START Data provided
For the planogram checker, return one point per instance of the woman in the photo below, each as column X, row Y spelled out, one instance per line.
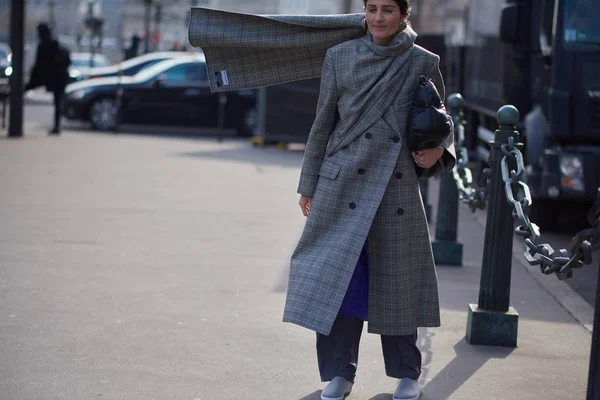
column 365, row 252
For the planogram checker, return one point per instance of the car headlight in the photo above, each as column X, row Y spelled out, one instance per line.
column 78, row 94
column 571, row 168
column 74, row 73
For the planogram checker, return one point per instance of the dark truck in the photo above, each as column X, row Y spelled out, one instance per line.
column 543, row 56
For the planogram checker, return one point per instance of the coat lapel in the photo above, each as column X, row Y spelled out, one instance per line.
column 383, row 94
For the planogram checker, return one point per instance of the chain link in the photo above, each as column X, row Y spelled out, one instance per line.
column 561, row 262
column 475, row 197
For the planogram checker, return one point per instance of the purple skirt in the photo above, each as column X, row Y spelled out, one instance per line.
column 356, row 300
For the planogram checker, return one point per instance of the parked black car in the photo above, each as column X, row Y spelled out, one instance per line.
column 134, row 65
column 172, row 92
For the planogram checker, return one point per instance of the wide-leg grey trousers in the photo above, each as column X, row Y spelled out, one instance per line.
column 337, row 353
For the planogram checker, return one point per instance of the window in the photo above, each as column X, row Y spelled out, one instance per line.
END Data provided
> Exercise directions:
Exactly reproduce each record, leaving out any pictures.

> Task result:
For the planogram checker, return one point per instance of the woman in the photo below, each as column X, row Y spelled out, one instance per line.
column 365, row 252
For the planogram checker, return one point per instance of the car headlight in the photo above, each as column X, row Y spelled out, one instance per line.
column 78, row 94
column 571, row 168
column 74, row 73
For the planogram checker, return one point per instance of the dark truck in the photo above, each as column X, row Y spelled out, one instance per line.
column 543, row 56
For the planogram checker, return one point per instance of the coat lapel in the photo above, each as column X, row Y spelled out, one instance per line.
column 383, row 94
For the planogram checker, return one point per instance of the chain link in the photo above, each as column X, row Y spelled out, one instance per line.
column 561, row 262
column 475, row 197
For the planogram checker, return one point per instance of the purple skirt in the photo above, each as column X, row Y spelled out, one instance per line.
column 356, row 300
For the planogram checker, return one point per instance of the parked black car in the photo above, each as column X, row Y spelled out, one instance per line.
column 134, row 65
column 172, row 92
For the planogram checker, return one point per instance of the wide-leg grey trousers in the photo above, each as column X, row Y spelled out, one instance per line.
column 337, row 353
For the planogram checker, return one point per instance of the window in the photo above, each as column X, row Y spelled out, one instance per line.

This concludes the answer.